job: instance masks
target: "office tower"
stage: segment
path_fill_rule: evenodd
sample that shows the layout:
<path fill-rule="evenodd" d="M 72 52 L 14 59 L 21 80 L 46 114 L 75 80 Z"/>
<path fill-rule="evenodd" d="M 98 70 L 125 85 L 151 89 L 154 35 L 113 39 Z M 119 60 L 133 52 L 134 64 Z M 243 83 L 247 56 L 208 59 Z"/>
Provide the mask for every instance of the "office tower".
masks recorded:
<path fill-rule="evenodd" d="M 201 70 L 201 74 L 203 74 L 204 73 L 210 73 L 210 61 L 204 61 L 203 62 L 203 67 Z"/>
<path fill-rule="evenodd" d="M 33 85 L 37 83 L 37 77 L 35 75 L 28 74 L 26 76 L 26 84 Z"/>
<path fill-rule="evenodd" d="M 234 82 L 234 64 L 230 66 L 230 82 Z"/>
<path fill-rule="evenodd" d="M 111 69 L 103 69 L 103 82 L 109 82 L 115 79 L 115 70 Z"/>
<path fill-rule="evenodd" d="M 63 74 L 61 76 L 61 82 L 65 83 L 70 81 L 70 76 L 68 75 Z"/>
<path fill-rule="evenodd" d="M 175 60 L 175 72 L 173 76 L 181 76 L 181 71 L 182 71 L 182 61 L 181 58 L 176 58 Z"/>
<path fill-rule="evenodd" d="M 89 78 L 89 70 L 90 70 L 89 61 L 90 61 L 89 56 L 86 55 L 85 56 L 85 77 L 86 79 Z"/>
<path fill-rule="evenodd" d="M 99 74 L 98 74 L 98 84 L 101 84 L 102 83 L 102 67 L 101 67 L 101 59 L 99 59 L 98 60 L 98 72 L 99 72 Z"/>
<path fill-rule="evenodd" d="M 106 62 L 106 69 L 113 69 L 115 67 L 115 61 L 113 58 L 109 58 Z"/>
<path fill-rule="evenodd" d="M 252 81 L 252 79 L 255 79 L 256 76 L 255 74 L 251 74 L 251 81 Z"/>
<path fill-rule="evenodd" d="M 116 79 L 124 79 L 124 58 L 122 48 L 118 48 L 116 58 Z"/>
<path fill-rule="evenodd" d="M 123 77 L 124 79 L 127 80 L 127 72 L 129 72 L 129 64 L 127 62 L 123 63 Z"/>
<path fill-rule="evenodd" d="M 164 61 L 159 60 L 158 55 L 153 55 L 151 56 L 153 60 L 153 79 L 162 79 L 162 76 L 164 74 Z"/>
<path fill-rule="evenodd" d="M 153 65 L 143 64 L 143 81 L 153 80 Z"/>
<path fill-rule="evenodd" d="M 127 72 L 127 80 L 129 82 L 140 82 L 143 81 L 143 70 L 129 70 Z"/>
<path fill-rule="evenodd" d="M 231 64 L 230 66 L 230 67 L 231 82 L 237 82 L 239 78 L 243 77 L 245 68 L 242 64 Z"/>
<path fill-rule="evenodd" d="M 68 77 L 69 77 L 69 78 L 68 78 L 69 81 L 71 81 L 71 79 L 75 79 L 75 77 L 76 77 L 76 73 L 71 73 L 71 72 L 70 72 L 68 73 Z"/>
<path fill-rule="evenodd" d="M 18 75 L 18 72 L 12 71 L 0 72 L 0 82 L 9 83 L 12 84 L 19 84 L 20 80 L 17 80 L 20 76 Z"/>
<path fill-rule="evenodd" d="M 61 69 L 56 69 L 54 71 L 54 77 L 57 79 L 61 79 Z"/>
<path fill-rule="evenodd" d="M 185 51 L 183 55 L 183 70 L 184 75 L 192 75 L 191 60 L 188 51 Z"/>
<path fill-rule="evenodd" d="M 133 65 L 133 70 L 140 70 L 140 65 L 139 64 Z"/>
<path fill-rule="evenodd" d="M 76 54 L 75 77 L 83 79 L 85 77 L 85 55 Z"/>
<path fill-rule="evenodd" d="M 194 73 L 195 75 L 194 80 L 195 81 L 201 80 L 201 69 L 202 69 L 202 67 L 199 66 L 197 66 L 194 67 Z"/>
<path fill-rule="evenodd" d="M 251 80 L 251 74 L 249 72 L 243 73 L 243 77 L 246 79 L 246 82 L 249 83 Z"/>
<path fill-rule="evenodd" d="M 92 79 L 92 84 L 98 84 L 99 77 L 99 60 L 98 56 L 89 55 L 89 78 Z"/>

_ _ _ _ _

Starting with the first line of the items and going on through the line containing "98 70 L 125", output those lines as a numbered list, omitting any blank lines.

1. job: instance masks
2. target: "office tower"
3. stage: segment
4. path_fill_rule: evenodd
5. sample that shows the layout:
6. <path fill-rule="evenodd" d="M 72 52 L 14 59 L 21 80 L 46 114 L 75 80 Z"/>
7. <path fill-rule="evenodd" d="M 98 70 L 125 85 L 151 89 L 154 35 L 113 39 Z M 119 60 L 133 52 L 134 64 Z M 243 83 L 247 56 L 208 59 Z"/>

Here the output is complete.